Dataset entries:
BEGIN

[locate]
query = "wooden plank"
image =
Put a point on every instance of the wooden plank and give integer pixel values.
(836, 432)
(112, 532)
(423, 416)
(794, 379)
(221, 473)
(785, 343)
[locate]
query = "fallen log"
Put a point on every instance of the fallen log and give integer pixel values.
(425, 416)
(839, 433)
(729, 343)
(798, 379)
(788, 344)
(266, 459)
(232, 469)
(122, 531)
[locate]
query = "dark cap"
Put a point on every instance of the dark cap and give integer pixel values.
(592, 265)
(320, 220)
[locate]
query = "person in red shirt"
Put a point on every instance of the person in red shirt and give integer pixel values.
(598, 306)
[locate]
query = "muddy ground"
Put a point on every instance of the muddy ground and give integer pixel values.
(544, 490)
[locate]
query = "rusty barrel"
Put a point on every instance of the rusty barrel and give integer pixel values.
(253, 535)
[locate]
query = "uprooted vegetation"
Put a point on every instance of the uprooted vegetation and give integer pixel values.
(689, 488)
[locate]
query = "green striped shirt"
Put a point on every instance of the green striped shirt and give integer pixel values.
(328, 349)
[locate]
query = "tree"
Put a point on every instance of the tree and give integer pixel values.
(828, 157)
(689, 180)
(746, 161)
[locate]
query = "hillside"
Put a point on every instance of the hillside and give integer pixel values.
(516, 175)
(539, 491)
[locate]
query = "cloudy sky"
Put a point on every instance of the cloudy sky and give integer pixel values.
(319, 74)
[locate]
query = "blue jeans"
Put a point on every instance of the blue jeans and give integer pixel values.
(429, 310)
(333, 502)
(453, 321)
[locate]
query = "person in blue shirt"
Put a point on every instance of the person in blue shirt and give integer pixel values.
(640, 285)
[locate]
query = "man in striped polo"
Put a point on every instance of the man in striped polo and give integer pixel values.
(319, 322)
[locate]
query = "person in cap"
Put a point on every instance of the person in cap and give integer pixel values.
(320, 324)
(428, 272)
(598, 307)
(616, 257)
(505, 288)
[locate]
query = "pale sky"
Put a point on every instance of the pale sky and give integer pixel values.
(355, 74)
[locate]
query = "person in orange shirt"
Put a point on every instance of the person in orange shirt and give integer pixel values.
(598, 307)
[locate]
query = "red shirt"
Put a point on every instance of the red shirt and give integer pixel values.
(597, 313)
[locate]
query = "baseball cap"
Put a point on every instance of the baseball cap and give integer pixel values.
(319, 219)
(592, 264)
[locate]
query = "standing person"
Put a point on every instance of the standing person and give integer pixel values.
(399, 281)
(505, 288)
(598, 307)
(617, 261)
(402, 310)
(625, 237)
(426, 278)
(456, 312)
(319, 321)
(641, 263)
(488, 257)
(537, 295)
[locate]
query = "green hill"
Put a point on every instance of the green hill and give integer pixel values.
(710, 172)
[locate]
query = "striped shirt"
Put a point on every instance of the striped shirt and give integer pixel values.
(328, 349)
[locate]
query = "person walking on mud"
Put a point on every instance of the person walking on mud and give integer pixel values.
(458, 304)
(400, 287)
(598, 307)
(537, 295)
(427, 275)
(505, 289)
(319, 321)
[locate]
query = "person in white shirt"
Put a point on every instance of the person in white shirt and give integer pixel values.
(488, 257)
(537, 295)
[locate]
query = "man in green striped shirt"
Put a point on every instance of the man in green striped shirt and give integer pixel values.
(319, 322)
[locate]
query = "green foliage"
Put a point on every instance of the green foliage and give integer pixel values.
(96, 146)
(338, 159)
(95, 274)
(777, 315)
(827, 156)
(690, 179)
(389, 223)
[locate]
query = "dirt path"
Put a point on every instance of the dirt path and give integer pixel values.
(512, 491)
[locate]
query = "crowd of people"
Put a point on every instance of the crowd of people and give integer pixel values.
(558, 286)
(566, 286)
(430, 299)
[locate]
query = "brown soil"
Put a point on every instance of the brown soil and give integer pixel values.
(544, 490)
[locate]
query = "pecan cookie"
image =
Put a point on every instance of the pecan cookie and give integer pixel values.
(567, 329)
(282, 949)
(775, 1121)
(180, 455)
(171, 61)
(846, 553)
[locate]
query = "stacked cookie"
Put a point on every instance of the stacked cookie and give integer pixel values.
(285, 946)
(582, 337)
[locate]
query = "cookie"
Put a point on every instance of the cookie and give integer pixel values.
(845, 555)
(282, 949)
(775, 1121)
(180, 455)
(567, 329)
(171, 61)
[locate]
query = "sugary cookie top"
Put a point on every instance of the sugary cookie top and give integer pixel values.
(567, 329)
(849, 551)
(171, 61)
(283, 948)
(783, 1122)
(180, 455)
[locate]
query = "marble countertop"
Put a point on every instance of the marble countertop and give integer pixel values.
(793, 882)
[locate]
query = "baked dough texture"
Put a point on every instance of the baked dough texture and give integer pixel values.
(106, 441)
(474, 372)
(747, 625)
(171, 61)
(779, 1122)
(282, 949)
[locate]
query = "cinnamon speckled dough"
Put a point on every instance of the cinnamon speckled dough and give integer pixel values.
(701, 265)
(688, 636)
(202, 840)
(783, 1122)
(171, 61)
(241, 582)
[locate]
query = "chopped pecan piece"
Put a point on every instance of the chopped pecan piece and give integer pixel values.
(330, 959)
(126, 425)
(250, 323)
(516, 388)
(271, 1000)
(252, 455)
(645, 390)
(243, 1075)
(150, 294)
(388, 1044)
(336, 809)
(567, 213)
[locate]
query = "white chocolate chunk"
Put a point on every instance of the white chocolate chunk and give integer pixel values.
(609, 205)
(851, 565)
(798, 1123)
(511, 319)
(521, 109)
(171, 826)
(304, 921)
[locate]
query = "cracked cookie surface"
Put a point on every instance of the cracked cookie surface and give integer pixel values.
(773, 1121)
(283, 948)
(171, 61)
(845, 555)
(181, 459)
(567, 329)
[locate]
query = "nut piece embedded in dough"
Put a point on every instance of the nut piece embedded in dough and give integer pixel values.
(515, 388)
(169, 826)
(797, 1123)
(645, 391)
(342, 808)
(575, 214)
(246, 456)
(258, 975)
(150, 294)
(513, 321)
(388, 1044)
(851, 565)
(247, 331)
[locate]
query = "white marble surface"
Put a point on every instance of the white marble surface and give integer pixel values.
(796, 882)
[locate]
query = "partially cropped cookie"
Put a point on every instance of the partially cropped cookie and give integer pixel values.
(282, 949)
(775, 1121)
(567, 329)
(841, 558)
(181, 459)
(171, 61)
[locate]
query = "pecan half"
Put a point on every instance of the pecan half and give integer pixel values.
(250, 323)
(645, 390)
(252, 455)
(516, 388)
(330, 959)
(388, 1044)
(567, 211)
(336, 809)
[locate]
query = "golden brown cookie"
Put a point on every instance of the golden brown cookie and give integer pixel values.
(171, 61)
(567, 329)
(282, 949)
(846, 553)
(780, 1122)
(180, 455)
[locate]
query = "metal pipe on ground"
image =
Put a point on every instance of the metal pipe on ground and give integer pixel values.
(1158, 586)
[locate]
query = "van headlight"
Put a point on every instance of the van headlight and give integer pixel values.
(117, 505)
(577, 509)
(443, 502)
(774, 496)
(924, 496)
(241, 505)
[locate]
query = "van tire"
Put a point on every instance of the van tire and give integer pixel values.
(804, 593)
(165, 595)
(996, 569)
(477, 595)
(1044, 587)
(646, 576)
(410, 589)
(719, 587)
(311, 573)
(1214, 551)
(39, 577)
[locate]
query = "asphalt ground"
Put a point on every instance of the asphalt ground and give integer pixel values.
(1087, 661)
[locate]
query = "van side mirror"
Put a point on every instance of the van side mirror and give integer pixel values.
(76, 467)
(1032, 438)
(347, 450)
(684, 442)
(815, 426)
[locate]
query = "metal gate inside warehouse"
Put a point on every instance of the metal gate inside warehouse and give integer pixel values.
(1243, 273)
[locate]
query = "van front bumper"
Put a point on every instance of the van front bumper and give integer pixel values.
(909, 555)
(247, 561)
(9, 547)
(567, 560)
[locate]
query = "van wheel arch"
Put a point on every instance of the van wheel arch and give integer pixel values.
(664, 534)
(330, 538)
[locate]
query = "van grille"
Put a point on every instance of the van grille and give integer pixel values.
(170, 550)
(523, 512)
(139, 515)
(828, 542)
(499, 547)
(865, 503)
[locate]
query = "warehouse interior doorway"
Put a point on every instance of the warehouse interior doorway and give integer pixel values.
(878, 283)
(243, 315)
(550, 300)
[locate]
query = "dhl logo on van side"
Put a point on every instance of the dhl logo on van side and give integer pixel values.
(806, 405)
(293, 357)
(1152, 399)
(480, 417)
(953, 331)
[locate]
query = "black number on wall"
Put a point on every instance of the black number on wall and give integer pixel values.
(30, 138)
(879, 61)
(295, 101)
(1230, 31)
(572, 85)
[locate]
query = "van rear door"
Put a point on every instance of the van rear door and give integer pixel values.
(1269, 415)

END

**EXERCISE DESCRIPTION**: Starting at the line that contains "Put a point on every instance of the dhl" and ending at the last line of the data, repeat each line exactly; include nothing else.

**ANSWER SPACE**:
Put a point on every instance of the dhl logo on van side and give integer pixel values.
(806, 405)
(293, 357)
(1152, 399)
(480, 417)
(953, 331)
[locate]
query = "black number on wall"
Put a point on every instance of the black number on wall and give integer pixel values.
(30, 138)
(879, 61)
(295, 101)
(1230, 31)
(572, 85)
[locate]
query = "van rear door"
Put a point on every instance of the van rear door and give integer pixel values.
(1269, 415)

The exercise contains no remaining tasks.